** Material supplied follows **

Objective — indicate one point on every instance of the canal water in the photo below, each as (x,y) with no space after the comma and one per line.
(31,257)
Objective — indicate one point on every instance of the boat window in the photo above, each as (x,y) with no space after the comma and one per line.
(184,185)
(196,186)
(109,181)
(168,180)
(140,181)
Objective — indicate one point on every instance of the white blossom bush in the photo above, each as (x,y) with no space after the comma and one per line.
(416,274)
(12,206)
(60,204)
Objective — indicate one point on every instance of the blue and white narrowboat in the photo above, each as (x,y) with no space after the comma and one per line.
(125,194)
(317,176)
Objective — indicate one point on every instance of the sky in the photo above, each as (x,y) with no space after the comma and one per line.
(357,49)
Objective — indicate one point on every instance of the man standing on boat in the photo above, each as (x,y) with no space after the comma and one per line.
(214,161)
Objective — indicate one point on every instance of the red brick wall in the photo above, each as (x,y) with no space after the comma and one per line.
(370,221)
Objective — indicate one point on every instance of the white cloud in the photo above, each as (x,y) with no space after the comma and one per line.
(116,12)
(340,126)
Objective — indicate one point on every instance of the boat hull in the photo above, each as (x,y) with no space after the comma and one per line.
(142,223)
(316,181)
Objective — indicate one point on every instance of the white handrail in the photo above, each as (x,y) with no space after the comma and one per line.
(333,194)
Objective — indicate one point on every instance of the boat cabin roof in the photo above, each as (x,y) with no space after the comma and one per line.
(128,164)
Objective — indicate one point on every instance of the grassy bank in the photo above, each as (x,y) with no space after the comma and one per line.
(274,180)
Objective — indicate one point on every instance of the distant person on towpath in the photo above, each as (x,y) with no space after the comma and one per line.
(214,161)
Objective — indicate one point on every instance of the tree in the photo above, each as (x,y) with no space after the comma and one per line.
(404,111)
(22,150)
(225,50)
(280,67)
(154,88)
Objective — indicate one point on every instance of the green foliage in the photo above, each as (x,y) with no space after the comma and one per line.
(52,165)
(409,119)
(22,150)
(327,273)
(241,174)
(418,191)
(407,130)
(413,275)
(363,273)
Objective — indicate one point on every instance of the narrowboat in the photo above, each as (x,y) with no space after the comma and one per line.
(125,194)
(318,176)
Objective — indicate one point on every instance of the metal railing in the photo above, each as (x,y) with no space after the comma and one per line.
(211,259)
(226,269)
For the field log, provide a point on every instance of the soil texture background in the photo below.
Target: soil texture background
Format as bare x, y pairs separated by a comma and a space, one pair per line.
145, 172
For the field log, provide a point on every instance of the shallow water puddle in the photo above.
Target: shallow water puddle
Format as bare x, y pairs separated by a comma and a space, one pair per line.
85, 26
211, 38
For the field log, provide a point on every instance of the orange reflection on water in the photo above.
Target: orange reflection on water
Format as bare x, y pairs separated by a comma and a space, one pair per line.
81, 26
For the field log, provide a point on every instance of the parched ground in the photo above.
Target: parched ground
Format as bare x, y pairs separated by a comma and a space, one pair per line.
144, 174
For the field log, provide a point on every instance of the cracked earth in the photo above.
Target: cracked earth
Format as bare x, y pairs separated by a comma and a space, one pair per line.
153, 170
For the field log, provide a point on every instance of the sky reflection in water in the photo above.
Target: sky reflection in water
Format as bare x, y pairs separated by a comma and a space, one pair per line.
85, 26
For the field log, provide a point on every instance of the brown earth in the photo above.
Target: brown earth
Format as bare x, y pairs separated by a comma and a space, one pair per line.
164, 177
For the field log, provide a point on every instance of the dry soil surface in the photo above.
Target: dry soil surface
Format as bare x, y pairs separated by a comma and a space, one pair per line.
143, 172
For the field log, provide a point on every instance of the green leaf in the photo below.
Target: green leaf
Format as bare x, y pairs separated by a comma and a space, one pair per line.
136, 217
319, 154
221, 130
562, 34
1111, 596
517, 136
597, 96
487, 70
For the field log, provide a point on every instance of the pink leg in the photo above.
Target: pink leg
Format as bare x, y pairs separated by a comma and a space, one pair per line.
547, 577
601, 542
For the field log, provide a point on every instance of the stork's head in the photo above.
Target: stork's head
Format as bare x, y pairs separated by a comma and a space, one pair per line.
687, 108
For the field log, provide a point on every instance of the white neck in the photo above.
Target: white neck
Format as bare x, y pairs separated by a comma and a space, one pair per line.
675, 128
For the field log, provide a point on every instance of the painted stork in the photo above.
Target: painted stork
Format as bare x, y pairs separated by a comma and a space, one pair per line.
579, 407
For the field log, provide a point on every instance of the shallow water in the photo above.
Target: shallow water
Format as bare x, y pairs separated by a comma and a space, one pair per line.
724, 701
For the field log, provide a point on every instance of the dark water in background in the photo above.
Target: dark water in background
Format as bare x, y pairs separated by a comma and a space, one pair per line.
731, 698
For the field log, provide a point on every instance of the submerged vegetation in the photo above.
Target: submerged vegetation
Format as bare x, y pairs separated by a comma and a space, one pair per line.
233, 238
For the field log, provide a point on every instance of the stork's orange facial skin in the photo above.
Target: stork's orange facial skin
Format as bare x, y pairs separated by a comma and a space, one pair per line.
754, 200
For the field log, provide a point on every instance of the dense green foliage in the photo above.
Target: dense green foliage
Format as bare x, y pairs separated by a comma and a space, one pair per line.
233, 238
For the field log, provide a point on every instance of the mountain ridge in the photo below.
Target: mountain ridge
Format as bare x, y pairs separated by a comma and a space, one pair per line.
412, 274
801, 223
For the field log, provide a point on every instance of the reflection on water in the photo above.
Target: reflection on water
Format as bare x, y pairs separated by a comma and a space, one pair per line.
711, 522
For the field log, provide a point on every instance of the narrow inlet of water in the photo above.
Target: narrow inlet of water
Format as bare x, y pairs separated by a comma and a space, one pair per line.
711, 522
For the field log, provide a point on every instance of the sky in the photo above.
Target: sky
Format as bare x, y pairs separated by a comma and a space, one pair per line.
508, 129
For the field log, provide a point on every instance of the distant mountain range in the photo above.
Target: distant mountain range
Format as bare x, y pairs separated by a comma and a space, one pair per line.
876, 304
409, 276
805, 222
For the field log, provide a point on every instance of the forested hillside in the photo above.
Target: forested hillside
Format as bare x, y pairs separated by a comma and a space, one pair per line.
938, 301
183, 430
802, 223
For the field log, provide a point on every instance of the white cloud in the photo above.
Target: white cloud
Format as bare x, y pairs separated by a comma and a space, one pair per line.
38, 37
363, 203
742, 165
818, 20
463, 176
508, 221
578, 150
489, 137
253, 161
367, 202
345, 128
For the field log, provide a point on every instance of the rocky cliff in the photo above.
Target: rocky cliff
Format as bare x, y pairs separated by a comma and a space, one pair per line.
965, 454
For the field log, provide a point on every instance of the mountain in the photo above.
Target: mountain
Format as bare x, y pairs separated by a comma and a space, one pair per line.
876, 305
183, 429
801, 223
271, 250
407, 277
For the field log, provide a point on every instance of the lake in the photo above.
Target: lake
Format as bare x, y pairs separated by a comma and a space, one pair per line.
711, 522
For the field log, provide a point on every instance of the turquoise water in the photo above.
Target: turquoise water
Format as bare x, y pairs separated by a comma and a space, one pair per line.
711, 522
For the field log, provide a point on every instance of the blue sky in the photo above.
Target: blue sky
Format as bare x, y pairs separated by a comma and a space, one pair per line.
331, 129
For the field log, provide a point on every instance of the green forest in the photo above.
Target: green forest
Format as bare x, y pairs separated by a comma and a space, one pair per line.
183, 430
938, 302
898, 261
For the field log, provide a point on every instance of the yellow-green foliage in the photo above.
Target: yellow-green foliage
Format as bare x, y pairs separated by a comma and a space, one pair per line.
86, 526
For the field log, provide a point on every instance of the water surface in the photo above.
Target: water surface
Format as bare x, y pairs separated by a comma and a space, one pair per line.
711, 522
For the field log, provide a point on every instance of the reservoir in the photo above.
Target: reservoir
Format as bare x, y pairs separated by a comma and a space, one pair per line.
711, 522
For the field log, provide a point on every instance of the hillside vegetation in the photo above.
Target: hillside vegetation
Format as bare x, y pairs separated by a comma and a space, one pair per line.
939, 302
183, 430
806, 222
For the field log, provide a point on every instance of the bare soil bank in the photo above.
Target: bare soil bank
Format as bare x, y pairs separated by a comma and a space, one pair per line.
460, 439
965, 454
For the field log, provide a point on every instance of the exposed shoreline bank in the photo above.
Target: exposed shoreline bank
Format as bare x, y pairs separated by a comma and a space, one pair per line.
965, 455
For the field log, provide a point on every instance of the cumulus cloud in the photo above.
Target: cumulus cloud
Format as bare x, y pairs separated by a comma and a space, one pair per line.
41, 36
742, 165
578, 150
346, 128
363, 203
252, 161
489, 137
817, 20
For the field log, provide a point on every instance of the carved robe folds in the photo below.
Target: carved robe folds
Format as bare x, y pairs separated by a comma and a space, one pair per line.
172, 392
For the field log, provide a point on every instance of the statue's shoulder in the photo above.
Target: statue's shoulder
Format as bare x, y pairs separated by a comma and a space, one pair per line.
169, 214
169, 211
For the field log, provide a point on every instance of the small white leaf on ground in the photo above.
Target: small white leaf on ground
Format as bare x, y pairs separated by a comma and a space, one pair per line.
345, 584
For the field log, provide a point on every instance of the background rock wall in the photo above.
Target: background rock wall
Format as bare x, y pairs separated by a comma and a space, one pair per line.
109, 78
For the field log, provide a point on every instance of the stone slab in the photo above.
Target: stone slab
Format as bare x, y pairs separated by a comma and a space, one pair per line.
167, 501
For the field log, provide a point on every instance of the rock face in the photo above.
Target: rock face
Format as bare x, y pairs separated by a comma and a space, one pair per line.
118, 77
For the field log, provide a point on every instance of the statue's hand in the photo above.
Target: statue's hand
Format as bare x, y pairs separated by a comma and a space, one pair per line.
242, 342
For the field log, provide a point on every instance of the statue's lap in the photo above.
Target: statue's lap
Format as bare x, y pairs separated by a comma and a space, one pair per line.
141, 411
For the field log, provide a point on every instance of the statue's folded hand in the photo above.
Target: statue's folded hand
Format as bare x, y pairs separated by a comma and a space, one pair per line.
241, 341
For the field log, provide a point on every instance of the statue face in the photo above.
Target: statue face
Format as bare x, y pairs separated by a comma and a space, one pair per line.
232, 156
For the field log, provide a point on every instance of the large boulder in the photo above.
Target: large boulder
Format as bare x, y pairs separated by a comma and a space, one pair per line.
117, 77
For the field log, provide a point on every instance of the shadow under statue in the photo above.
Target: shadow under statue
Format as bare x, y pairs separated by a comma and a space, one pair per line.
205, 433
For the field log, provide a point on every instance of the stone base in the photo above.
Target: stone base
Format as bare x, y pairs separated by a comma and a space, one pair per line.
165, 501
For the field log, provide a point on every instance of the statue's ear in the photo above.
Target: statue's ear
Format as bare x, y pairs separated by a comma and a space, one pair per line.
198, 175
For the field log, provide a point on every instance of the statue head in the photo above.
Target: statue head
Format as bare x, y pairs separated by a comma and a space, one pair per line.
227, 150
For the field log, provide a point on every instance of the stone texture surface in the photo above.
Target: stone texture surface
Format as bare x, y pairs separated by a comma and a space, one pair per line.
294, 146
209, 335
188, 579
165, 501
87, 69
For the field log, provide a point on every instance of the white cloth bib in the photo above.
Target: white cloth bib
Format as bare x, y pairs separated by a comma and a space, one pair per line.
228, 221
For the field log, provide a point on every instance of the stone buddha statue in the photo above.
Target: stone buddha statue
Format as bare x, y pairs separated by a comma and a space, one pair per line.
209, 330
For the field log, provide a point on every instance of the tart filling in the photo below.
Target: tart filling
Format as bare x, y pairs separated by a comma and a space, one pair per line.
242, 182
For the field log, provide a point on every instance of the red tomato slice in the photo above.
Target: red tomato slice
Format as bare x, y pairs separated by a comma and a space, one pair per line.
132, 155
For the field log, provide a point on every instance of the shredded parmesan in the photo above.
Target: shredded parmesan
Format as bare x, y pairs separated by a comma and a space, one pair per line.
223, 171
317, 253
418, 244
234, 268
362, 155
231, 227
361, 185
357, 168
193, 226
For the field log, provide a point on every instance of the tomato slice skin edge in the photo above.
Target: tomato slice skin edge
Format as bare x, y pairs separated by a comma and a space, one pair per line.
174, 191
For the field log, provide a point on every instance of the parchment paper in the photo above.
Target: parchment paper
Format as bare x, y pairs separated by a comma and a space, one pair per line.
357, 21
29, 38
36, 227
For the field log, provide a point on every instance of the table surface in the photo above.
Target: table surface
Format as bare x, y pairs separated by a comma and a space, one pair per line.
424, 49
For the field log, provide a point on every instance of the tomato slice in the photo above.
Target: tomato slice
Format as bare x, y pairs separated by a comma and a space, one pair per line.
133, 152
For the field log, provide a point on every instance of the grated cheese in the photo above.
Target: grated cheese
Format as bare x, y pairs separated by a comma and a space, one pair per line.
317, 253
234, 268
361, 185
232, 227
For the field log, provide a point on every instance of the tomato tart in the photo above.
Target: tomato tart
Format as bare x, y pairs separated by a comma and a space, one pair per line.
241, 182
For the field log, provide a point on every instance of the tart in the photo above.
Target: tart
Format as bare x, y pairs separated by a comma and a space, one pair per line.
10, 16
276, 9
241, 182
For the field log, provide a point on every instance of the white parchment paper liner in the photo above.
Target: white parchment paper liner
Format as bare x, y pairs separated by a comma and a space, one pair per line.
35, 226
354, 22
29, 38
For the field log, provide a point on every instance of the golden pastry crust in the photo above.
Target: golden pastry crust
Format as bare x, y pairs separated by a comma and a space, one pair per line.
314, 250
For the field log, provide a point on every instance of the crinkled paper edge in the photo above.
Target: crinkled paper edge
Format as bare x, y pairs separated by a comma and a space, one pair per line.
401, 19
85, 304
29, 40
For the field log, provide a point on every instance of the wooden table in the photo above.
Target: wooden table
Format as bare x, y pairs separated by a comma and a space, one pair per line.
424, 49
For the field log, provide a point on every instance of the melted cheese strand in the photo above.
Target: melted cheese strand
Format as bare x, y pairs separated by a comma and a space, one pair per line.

** End of Material supplied **

• _About this task_: Lines to set down from above: the line with "Target: statue's hand", the line with "Target: statue's folded hand", and every line between, each exactly as written.

• _Answer to this problem_:
Target: statue's hand
Format as bare x, y pairs separated by a comma and a space, one pair per line.
242, 342
For the field log, provide a point on every instance of the statue's lap in the photo above.
Target: statue's lap
Format as bare x, y pairs separated by a comma and a space, one pair per line.
141, 411
For the field log, provide a point on every instance of the statue's folded hand in the photo above.
Target: statue's folded hand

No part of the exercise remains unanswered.